:: SELECTED EXCERPT ::
Macrophage HIV Infection in the Lung Microenvironment
Wewers, Mark Damian   
Ohio State University, Columbus, OH, United States

Previous studies have shown that lung macrophages are particularly susceptible to HIV infection. The mechanism is not known. It is therefore surprising that in subjects with stable infection the HIV burden in lung macrophages is low. This proposal will test the hypothesis that the suppression of viral burden in the lung is due to the influence of the epithelium and resident cytotoxic lymphocytes that create a microenvironment inhibitory to viral uptake and replication. The hypothesis will be tested by performing the following aims:
Aim 1 : To determine how interactions between proteoglycans, glycosaminoglycans (GAGs) and the beta-chemokine, RANTES, affect HIV infection in alveolar macrophages.

:: EXCERPTED DATA ::
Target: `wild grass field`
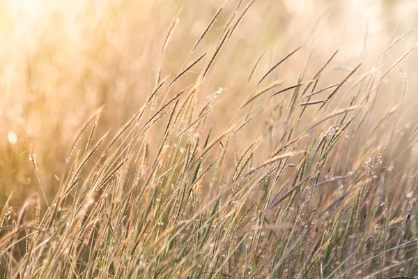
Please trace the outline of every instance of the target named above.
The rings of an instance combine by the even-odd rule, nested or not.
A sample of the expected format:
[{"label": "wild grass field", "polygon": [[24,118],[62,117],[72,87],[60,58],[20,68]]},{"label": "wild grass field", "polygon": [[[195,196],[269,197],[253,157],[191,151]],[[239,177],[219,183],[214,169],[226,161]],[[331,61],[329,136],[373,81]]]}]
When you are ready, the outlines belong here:
[{"label": "wild grass field", "polygon": [[0,3],[3,278],[418,276],[415,1]]}]

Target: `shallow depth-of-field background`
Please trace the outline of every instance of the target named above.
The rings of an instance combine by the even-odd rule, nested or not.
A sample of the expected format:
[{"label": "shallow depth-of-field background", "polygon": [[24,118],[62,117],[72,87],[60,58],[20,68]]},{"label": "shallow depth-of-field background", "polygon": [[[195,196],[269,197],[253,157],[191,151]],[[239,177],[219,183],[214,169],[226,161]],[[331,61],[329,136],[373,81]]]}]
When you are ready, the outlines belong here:
[{"label": "shallow depth-of-field background", "polygon": [[407,0],[2,1],[0,275],[418,276],[417,27]]}]

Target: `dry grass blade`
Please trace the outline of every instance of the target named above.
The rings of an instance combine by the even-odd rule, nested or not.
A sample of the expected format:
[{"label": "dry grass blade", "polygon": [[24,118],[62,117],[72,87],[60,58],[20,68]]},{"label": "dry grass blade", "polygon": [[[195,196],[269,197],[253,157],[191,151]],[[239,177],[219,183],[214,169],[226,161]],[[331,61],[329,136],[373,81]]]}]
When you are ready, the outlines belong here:
[{"label": "dry grass blade", "polygon": [[208,33],[208,31],[209,31],[209,29],[210,29],[210,27],[212,27],[212,25],[215,22],[215,20],[218,17],[218,15],[221,13],[221,10],[222,10],[223,8],[224,8],[223,5],[219,7],[219,8],[215,13],[215,15],[212,17],[212,20],[210,20],[210,22],[209,22],[209,24],[206,26],[206,28],[205,28],[205,30],[203,30],[203,31],[202,32],[202,33],[201,34],[201,36],[199,36],[197,40],[194,43],[194,45],[193,45],[193,47],[192,48],[192,52],[191,52],[192,53],[193,53],[194,52],[194,50],[196,50],[196,48],[199,45],[199,44],[201,42],[201,40],[202,40],[202,39],[203,38],[203,37],[205,36],[205,35],[206,35],[206,33]]},{"label": "dry grass blade", "polygon": [[258,82],[258,83],[257,83],[257,85],[260,84],[261,83],[261,82],[263,82],[264,80],[264,79],[265,79],[276,68],[279,67],[279,66],[280,66],[280,64],[281,64],[283,62],[284,62],[285,61],[286,61],[290,56],[291,56],[292,55],[293,55],[297,51],[298,51],[299,50],[300,50],[304,45],[302,45],[299,47],[296,48],[295,50],[293,50],[293,52],[291,52],[291,53],[289,53],[288,54],[287,54],[281,60],[280,60],[279,62],[277,62],[274,66],[272,66],[265,73],[265,75],[264,75],[263,76],[263,77],[261,77],[261,80],[260,80],[260,81]]},{"label": "dry grass blade", "polygon": [[360,106],[355,105],[355,106],[353,106],[353,107],[347,107],[346,109],[344,109],[344,110],[337,110],[336,112],[332,112],[332,114],[330,114],[328,116],[325,116],[324,119],[323,119],[320,121],[316,122],[315,124],[313,124],[312,126],[311,126],[311,127],[309,128],[309,131],[312,130],[315,127],[316,127],[317,126],[318,126],[321,123],[323,123],[323,122],[326,121],[327,120],[329,120],[329,119],[332,119],[333,117],[335,117],[335,116],[338,116],[339,115],[345,114],[346,112],[351,112],[351,111],[355,110],[357,110],[357,109],[359,109],[360,107],[361,107]]},{"label": "dry grass blade", "polygon": [[70,162],[70,159],[71,158],[71,156],[74,153],[74,151],[77,148],[77,146],[78,143],[79,142],[80,140],[82,139],[82,137],[83,136],[83,135],[84,134],[84,133],[86,132],[86,130],[87,130],[88,126],[90,126],[91,122],[93,122],[93,121],[95,119],[95,118],[96,118],[98,116],[98,115],[100,115],[100,114],[101,113],[102,110],[103,110],[103,107],[100,107],[98,110],[96,110],[95,112],[88,119],[88,120],[87,120],[86,121],[86,123],[82,126],[82,128],[80,129],[79,132],[77,134],[75,139],[74,140],[72,144],[71,145],[71,147],[70,148],[68,154],[67,155],[67,157],[65,158],[65,162],[67,163],[68,163]]},{"label": "dry grass blade", "polygon": [[[268,91],[270,89],[272,89],[279,85],[281,85],[281,84],[283,84],[283,80],[277,80],[274,82],[272,82],[271,84],[265,86],[265,88],[260,89],[259,91],[258,91],[254,96],[251,97],[251,99],[249,99],[249,100],[247,100],[247,102],[245,102],[245,103],[244,103],[244,105],[242,105],[242,107],[244,107],[245,106],[247,106],[247,105],[249,104],[250,103],[251,103],[253,100],[254,100],[256,98],[257,98],[258,97],[261,96],[263,93],[265,93],[267,91]],[[294,87],[293,87],[294,88]],[[291,89],[287,89],[287,90],[290,90]]]},{"label": "dry grass blade", "polygon": [[334,83],[334,84],[329,85],[329,86],[325,86],[325,87],[324,87],[324,88],[323,88],[321,89],[319,89],[319,90],[317,90],[317,91],[316,91],[314,92],[312,92],[312,93],[311,93],[309,95],[307,95],[304,98],[311,98],[313,96],[319,94],[320,93],[323,93],[324,91],[326,91],[327,90],[330,90],[331,89],[333,89],[334,87],[338,86],[340,84],[341,84],[341,82],[337,82],[337,83]]},{"label": "dry grass blade", "polygon": [[237,27],[238,26],[238,24],[241,22],[241,20],[242,20],[242,17],[244,17],[244,15],[247,13],[247,12],[248,12],[248,10],[249,10],[249,8],[254,3],[255,1],[256,1],[256,0],[251,0],[245,6],[245,8],[244,8],[244,10],[242,11],[242,13],[241,13],[241,15],[240,15],[240,17],[238,17],[238,19],[237,20],[235,24],[233,25],[233,27],[232,27],[232,29],[231,29],[231,32],[229,32],[229,37],[231,37],[232,36],[232,34],[233,33],[233,31],[235,31],[235,29],[237,28]]},{"label": "dry grass blade", "polygon": [[389,73],[393,69],[394,69],[398,65],[399,65],[399,63],[401,63],[401,62],[402,62],[403,59],[405,59],[406,56],[408,56],[412,52],[412,50],[414,50],[416,46],[417,45],[413,45],[411,48],[408,50],[408,52],[406,52],[403,55],[402,55],[402,56],[400,59],[398,59],[395,63],[394,63],[394,64],[389,69],[387,69],[383,75],[382,75],[379,77],[379,79],[376,81],[376,84],[379,84],[379,82],[382,80],[383,80],[388,73]]},{"label": "dry grass blade", "polygon": [[153,93],[151,93],[151,95],[148,98],[148,99],[146,100],[145,104],[144,104],[144,105],[141,107],[141,109],[139,109],[139,110],[138,111],[138,112],[137,112],[135,114],[134,114],[125,123],[125,125],[123,125],[123,126],[122,128],[121,128],[121,129],[119,129],[119,130],[118,131],[118,133],[116,133],[116,134],[113,137],[113,139],[110,141],[110,142],[109,143],[109,144],[107,144],[107,146],[106,146],[106,148],[104,149],[104,151],[102,153],[102,156],[101,156],[102,158],[103,158],[103,157],[104,157],[106,156],[106,154],[107,153],[107,151],[109,151],[109,150],[114,144],[114,143],[116,142],[116,140],[118,140],[118,139],[119,137],[121,137],[121,136],[125,133],[125,131],[126,131],[127,130],[127,128],[134,122],[137,123],[137,122],[139,121],[139,120],[141,119],[141,118],[144,115],[144,113],[145,110],[149,106],[150,102],[151,101],[151,100],[153,100],[153,98],[154,98],[154,96],[155,96],[155,94],[157,94],[157,92],[158,92],[158,91],[162,86],[162,85],[165,83],[166,80],[167,80],[167,77],[164,78],[163,80],[162,80],[161,82],[160,82],[160,84],[156,86],[155,89],[153,91]]},{"label": "dry grass blade", "polygon": [[216,58],[217,55],[219,52],[219,50],[221,50],[221,47],[222,47],[222,45],[224,45],[224,44],[225,43],[225,41],[226,40],[226,37],[228,36],[228,33],[229,33],[229,30],[228,30],[226,31],[226,33],[224,36],[224,38],[221,40],[221,43],[217,46],[217,47],[216,48],[215,52],[213,53],[213,55],[210,58],[210,60],[209,61],[209,63],[208,63],[208,66],[206,66],[206,68],[205,68],[205,70],[203,71],[203,74],[202,78],[201,78],[202,80],[203,78],[205,78],[205,77],[206,76],[206,74],[208,73],[208,71],[209,70],[209,68],[210,68],[210,66],[212,65],[212,63],[213,63],[213,61],[214,61],[215,59]]},{"label": "dry grass blade", "polygon": [[[178,13],[180,14],[180,12]],[[178,19],[178,15],[176,17],[176,19],[173,20],[171,25],[169,29],[169,32],[166,36],[166,39],[164,41],[164,46],[162,47],[162,50],[161,51],[161,58],[160,60],[160,65],[158,66],[158,72],[157,73],[157,84],[160,84],[160,78],[161,77],[161,69],[162,68],[162,60],[164,58],[164,54],[167,48],[167,45],[169,45],[169,41],[170,40],[170,38],[171,38],[171,35],[173,35],[173,32],[174,31],[174,28],[178,24],[180,20]]]},{"label": "dry grass blade", "polygon": [[194,65],[197,64],[199,63],[199,61],[200,61],[203,57],[205,57],[206,55],[206,52],[205,52],[204,54],[203,54],[202,55],[199,56],[199,58],[197,58],[196,60],[194,60],[193,62],[192,62],[188,66],[187,66],[185,69],[184,69],[178,75],[177,75],[177,76],[176,77],[174,77],[174,80],[173,80],[173,81],[171,82],[170,82],[170,84],[169,84],[169,87],[170,87],[174,82],[176,82],[177,81],[177,80],[180,78],[189,70],[190,70],[192,68],[193,68],[193,66]]},{"label": "dry grass blade", "polygon": [[320,107],[320,108],[319,108],[319,110],[318,110],[318,112],[319,112],[320,110],[322,110],[322,108],[323,108],[323,107],[324,107],[324,106],[325,106],[325,105],[327,104],[327,102],[328,102],[328,101],[329,101],[329,100],[331,99],[331,98],[332,98],[332,96],[333,96],[334,95],[335,95],[335,93],[336,93],[336,92],[339,91],[339,89],[340,88],[341,88],[341,86],[343,86],[343,84],[345,84],[345,83],[347,82],[347,80],[348,80],[348,79],[350,78],[350,77],[351,77],[351,76],[352,76],[352,75],[353,75],[353,74],[355,73],[355,71],[356,71],[356,70],[357,70],[359,68],[360,68],[360,66],[362,66],[362,64],[360,63],[360,64],[359,64],[359,65],[358,65],[357,67],[355,67],[355,68],[354,68],[354,70],[353,70],[351,72],[350,72],[350,73],[349,73],[349,74],[348,74],[348,75],[346,77],[346,78],[345,78],[344,80],[343,80],[343,81],[342,81],[342,82],[340,82],[340,83],[338,84],[338,86],[336,86],[336,88],[335,89],[334,89],[334,91],[332,91],[332,93],[330,93],[330,94],[328,96],[328,97],[327,98],[327,101],[326,101],[326,102],[324,102],[324,103],[323,103],[323,105],[322,105]]},{"label": "dry grass blade", "polygon": [[300,82],[300,83],[298,83],[297,84],[295,84],[295,85],[292,85],[291,86],[286,87],[286,88],[285,88],[284,89],[279,90],[277,92],[274,93],[270,97],[274,97],[276,95],[280,94],[281,93],[286,92],[287,91],[294,89],[297,88],[299,86],[301,86],[302,85],[306,85],[307,83],[309,83],[309,82]]},{"label": "dry grass blade", "polygon": [[307,105],[320,104],[320,103],[325,103],[326,101],[327,101],[327,99],[312,100],[311,102],[301,103],[300,104],[297,105],[297,106],[298,107],[306,107]]},{"label": "dry grass blade", "polygon": [[266,161],[262,163],[259,166],[254,168],[254,169],[251,169],[248,174],[247,174],[247,176],[252,174],[253,172],[256,172],[256,170],[260,169],[262,167],[269,165],[270,165],[274,162],[277,162],[279,160],[289,158],[289,157],[293,157],[293,156],[304,153],[305,152],[306,152],[305,150],[298,150],[296,151],[290,151],[290,152],[284,153],[283,154],[275,156],[274,157],[272,157],[272,158],[267,160]]}]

:: WHAT NEEDS TO BE DONE ::
Write out the abstract on macrophage HIV infection in the lung in full, word for word. None of the items has any bearing on what follows.

:: RESULT OF THE TASK ::
Macrophage HIV Infection in the Lung Microenvironment
Wewers, Mark Damian   
Ohio State University, Columbus, OH, United States

Previous studies have shown that lung macrophages are particularly susceptible to HIV infection. The mechanism is not known. It is therefore surprising that in subjects with stable infection the HIV burden in lung macrophages is low. This proposal will test the hypothesis that the suppression of viral burden in the lung is due to the influence of the epithelium and resident cytotoxic lymphocytes that create a microenvironment inhibitory to viral uptake and replication. The hypothesis will be tested by performing the following aims:
Aim 1 : To determine how interactions between proteoglycans, glycosaminoglycans (GAGs) and the beta-chemokine, RANTES, affect HIV infection in alveolar macrophages.